** Begin DATASET RECORDS **

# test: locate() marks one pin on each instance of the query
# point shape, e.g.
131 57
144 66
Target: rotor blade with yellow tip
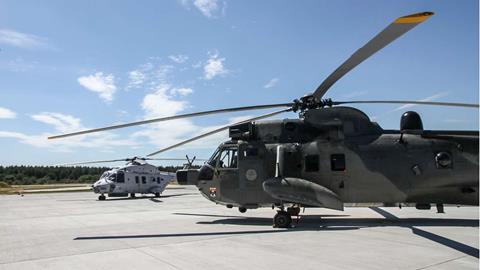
389 34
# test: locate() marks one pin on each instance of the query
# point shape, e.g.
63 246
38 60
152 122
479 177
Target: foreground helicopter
136 176
334 155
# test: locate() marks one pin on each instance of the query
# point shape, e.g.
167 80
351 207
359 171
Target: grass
50 188
15 189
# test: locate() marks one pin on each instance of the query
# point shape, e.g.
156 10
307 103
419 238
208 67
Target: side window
250 152
120 177
337 162
311 163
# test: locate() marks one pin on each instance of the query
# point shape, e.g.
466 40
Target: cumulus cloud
214 67
99 83
179 58
271 83
7 113
181 91
207 7
22 40
149 76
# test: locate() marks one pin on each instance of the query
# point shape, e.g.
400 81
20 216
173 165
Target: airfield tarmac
182 230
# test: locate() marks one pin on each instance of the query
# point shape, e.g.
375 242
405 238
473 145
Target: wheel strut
282 220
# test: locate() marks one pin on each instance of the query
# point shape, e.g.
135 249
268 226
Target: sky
71 65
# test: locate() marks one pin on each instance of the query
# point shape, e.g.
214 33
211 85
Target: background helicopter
334 155
136 176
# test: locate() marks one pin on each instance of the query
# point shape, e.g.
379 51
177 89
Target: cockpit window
112 177
228 158
213 160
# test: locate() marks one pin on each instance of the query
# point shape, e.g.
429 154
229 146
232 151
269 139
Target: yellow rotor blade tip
414 18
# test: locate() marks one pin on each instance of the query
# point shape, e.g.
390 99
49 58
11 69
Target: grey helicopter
333 155
136 176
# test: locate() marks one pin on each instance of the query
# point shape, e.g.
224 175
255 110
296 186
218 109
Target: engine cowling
411 121
187 176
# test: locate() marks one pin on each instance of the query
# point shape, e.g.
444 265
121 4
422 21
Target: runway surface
182 230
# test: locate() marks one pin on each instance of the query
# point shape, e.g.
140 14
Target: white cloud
136 78
21 40
271 83
207 7
430 98
181 91
355 94
7 114
197 65
62 123
160 104
104 85
214 67
179 58
149 76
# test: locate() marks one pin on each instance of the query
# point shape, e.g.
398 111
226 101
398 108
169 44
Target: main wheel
293 211
282 220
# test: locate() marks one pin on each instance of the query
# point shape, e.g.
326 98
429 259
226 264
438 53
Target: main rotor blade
389 34
218 130
235 109
123 159
93 162
181 159
468 105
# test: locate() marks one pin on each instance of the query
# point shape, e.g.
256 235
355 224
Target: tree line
28 175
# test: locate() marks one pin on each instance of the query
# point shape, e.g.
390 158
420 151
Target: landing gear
282 219
293 211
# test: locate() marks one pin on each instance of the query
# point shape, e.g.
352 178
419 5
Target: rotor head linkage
310 102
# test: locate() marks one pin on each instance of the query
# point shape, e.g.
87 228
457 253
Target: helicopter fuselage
333 156
132 178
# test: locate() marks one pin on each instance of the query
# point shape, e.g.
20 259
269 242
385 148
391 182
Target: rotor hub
310 102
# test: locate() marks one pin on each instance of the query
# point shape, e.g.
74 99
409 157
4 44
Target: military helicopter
136 176
332 155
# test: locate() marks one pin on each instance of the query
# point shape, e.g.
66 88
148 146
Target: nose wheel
282 219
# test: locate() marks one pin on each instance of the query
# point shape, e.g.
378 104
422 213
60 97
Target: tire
293 211
282 220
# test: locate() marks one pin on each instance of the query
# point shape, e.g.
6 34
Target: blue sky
68 65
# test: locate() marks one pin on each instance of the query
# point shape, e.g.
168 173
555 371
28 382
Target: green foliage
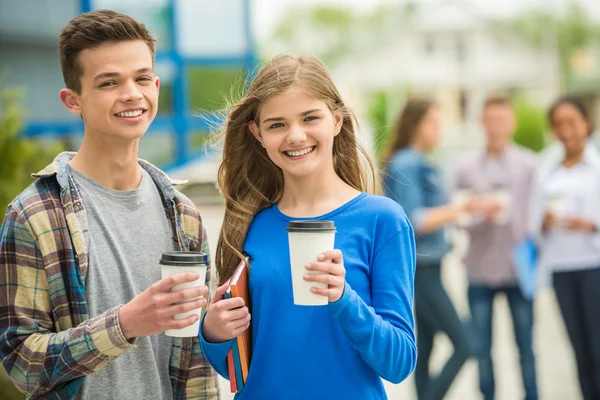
332 33
567 31
20 157
531 126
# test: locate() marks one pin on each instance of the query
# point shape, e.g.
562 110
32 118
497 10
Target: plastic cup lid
184 258
311 226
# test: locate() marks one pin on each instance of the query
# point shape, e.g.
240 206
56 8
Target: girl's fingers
327 279
328 268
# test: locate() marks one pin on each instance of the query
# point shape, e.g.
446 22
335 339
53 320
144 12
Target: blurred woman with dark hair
417 185
565 221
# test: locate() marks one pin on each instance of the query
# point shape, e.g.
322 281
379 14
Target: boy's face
119 92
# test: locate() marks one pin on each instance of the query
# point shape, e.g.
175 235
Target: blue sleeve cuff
215 352
337 306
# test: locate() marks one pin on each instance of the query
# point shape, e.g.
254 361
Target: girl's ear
339 121
256 132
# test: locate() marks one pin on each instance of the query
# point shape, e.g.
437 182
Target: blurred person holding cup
418 186
502 176
565 218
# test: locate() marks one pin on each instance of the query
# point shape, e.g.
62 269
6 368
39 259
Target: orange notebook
238 286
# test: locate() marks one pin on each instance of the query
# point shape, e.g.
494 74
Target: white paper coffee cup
503 198
175 262
308 239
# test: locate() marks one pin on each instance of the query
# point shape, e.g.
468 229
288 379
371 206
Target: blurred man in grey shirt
503 175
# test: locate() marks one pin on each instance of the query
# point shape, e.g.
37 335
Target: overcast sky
266 13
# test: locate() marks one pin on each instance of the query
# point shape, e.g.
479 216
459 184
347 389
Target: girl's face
429 129
297 130
570 127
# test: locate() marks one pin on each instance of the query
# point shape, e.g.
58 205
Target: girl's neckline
328 215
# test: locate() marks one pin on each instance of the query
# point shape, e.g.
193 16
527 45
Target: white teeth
300 152
130 113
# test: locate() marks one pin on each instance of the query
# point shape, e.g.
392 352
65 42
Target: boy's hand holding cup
173 304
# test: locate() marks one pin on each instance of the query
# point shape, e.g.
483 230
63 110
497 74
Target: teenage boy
83 304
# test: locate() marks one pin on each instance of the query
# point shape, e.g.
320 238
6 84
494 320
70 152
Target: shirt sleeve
384 333
202 380
38 359
403 184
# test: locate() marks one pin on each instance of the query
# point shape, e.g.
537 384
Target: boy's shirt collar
60 164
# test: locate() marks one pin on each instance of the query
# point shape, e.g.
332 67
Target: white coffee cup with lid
308 239
175 262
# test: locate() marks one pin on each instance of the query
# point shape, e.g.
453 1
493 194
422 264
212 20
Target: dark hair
90 30
496 101
406 127
575 102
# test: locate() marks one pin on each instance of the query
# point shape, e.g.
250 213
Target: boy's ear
256 132
71 100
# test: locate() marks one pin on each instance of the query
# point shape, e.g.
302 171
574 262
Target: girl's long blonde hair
249 181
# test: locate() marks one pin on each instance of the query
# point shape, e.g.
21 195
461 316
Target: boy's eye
107 84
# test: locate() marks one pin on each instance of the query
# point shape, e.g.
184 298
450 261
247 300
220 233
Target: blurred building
458 56
584 77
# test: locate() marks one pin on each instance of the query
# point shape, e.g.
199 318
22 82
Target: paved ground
557 377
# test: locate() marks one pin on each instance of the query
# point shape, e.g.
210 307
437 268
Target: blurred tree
18 157
531 125
568 31
331 33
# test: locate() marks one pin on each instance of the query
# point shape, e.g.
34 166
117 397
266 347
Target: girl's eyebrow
302 114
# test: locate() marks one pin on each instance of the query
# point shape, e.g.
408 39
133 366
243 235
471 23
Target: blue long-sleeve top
416 184
341 350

** End DATASET RECORDS **

WHAT YOU ARE ASKED TO DO —
All of the material above needs to be restated exactly, with no pictures.

OUTPUT OF THE EXERCISE —
# test: locate() marks one pin on each instance of the query
# point shape, e.g.
131 57
144 66
Target: rotor blade with yellow tip
389 34
# test: locate() marks one pin on each instance of the query
# point shape, e.g.
63 246
38 60
152 122
479 177
Target: foreground helicopter
136 176
334 155
# test: locate() marks one pin on each instance of the query
# point shape, e.g.
167 80
351 207
359 171
Target: grass
50 188
15 189
# test: locate() marks one pin on each instance of the query
# point shape, e.g.
156 10
307 103
419 238
208 67
Target: side window
250 152
120 177
337 162
311 163
# test: locate() marks one pin on each instance of the query
# point shape, e.g.
466 40
Target: cumulus cloud
214 67
99 83
179 58
271 83
7 113
181 91
207 7
22 40
149 76
# test: locate() marks one pin on each instance of the query
# point shape, e.g.
400 81
20 216
173 165
Target: airfield tarmac
182 230
# test: locate() marks one pin on each instance of the query
# point shape, e.g.
375 242
405 238
473 145
Target: wheel strut
282 220
# test: locate() marks one pin on each instance of the query
# point shape, e.g.
135 249
268 226
Target: sky
71 65
# test: locate() marks one pin on each instance of the query
# point shape, e.g.
214 33
211 85
Target: background helicopter
334 155
136 176
# test: locate() marks one pin on each instance of the query
# point shape, e.g.
379 51
177 89
Target: cockpit window
112 177
228 158
213 160
# test: locate() marks one pin on each instance of the query
# point shape, e.g.
429 154
229 146
232 151
269 139
Target: yellow rotor blade tip
414 18
# test: locate() marks one pin on each instance of the query
# point shape, e.g.
390 99
49 58
11 69
Target: grey helicopter
333 155
136 176
# test: locate() marks one pin on each instance of the query
# point shape, e.g.
224 175
255 110
296 186
218 109
Target: engine cowling
411 121
187 176
# test: locate() marks one pin on each instance of the query
# point shape, e.g.
444 265
121 4
422 21
Target: runway surface
182 230
# test: locate() marks one pin on each instance of the query
# point shape, e.g.
140 14
Target: white cloud
136 78
21 40
271 83
207 7
430 98
181 91
355 94
7 114
197 65
62 123
160 104
104 85
214 67
179 58
149 76
# test: locate() marks one pin on each instance of the query
# point shape, e.g.
398 111
226 101
398 108
169 44
Target: main wheel
293 211
282 220
# test: locate() marks one pin on each instance of the query
# point shape, e.g.
326 98
429 259
226 264
438 53
Target: main rotor blade
389 34
218 130
235 109
123 159
93 162
181 159
468 105
# test: locate() marks one pin on each instance of the query
# point shape, e.g.
256 235
355 224
Target: tree line
28 175
# test: locate() marks one pin on each instance of the query
# point shape, e.g.
390 158
420 151
Target: landing gear
282 219
293 211
# test: locate() marks one pin on each instance of the query
# point shape, e.g.
352 178
419 5
Target: rotor head linkage
310 102
# test: locate() marks one pin on each instance of the query
# point shape, e.g.
87 228
457 253
Target: helicopter fuselage
333 156
132 178
# test: locate() marks one pin on each instance of the query
# point shape, e.g.
20 259
269 242
385 148
391 182
Target: rotor hub
310 102
# test: locate() marks one pin on each instance of the query
# point shape, e.g.
74 99
409 157
4 44
Target: military helicopter
136 176
332 155
# test: locate() marks one pin on each instance of the query
# point shape, e.g.
66 88
148 146
Target: nose wheel
282 219
# test: locate() marks one pin on each instance of the query
# point shape, e.g.
378 104
422 213
60 97
Target: tire
293 211
282 220
# test: locate() marks one pin on each instance of the query
# point shape, e.g.
6 34
Target: blue sky
68 65
# test: locate() marks one pin on each instance of the query
# point shape, e.g.
168 173
555 371
28 382
Target: green foliage
332 33
567 31
20 157
531 126
# test: locate() marks one pin on each instance of the query
# point shape, e.g.
562 110
32 118
497 10
Target: plastic cup lid
184 258
311 226
# test: locate() marks one pin on each instance of the query
# point shape, e.g.
240 206
56 8
Target: girl's fingers
327 279
328 268
# test: locate() marks one pin on each instance of the query
# point shape, e.g.
446 22
335 339
53 320
144 12
Target: blurred woman with dark hair
417 185
565 221
# test: locate() marks one pin on each instance of the query
# point shape, e.g.
322 281
379 14
Target: boy's face
119 92
# test: locate() marks one pin on each instance of the query
# point shape, e.g.
175 235
Target: blue sleeve cuff
215 352
337 306
# test: locate() marks one pin on each instance of the query
# point shape, e.g.
254 361
Target: girl's ear
339 121
256 132
# test: locate() marks one pin on each instance of the query
# point shape, e.g.
437 182
Target: blurred person holding cup
418 186
502 176
565 218
# test: locate() marks one pin on each instance of the query
# point shape, e.g.
62 269
6 368
39 259
Target: orange notebook
238 286
# test: locate() marks one pin on each instance of the query
# point shape, e.g.
494 74
Target: white paper coffee cup
503 198
175 262
308 239
# test: locate() marks one pin on each instance of the query
# point shape, e.g.
468 229
288 379
371 206
Target: blurred man in grey shirt
503 175
# test: locate() marks one pin on each instance of the query
# point shape, e.g.
37 335
Target: overcast sky
266 13
# test: locate() marks one pin on each instance of the query
# point shape, e.g.
479 216
459 184
347 389
Target: girl's face
429 129
297 130
570 127
# test: locate() marks one pin on each instance of the query
# point shape, e.g.
58 205
Target: girl's neckline
328 215
# test: locate() marks one pin on each instance of the query
# point shape, e.g.
193 16
527 45
Target: white teeth
300 152
130 113
# test: locate() marks one pin on each instance of the query
# point shape, e.g.
392 352
65 42
Target: boy's hand holding cup
173 304
# test: locate() marks one pin on each instance of the query
# point shape, e.g.
483 230
63 110
497 74
Target: teenage boy
83 304
# test: locate() marks one pin on each instance of the query
# point shape, e.g.
320 238
6 84
494 320
70 152
Target: shirt sleeve
384 333
202 380
38 359
403 184
# test: locate() marks one pin on each instance of the query
# point shape, e.g.
537 384
Target: boy's shirt collar
60 164
# test: locate() marks one pin on each instance of the query
# point shape, e.g.
332 67
Target: white coffee cup with lid
308 239
175 262
# test: locate() marks one pin on each instance of the query
# point shape, e.g.
453 1
493 194
422 264
212 20
Target: dark hair
90 30
496 101
406 127
575 102
# test: locate() marks one pin on each instance of the query
# point shape, e.g.
250 213
Target: boy's ear
256 132
71 100
# test: locate() marks one pin on each instance of the query
# point shape, e.g.
302 171
574 262
Target: girl's long blonde hair
249 181
# test: locate() marks one pin on each instance of the query
# point shape, e.g.
21 195
461 316
Target: boy's eye
107 84
# test: locate() marks one pin on each instance of the query
# point shape, e.g.
184 298
450 261
247 300
220 233
Target: blurred building
458 56
584 77
# test: locate() marks one pin on each instance of the query
# point shape, e.g.
199 318
22 82
Target: paved ground
557 377
# test: locate() marks one pin on each instance of the query
# point shape, e.g.
210 307
437 268
Target: blurred tree
18 157
531 125
568 31
331 33
# test: locate() marks one pin on each instance of the query
# point shape, e.g.
34 166
117 397
266 347
Target: girl's eyebrow
302 114
# test: locate() marks one pin on each instance of the query
# point shape, e.g.
408 39
133 366
243 235
471 23
Target: blue long-sleeve top
416 184
341 350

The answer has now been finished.